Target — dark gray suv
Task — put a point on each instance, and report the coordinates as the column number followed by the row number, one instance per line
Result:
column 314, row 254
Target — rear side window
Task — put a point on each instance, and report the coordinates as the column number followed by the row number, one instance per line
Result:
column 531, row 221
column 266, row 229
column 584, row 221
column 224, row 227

* * *

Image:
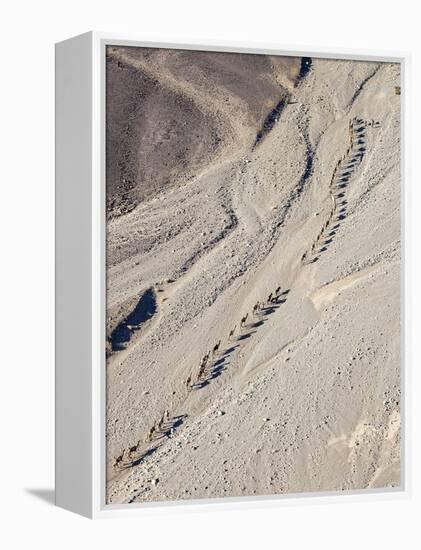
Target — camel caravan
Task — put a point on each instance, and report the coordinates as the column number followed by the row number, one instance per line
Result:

Work required |
Every line of the records above where the string "Target" is found should be copied.

Written answer |
Target — dark gray suv
Target — rear side window
Target — camel caravan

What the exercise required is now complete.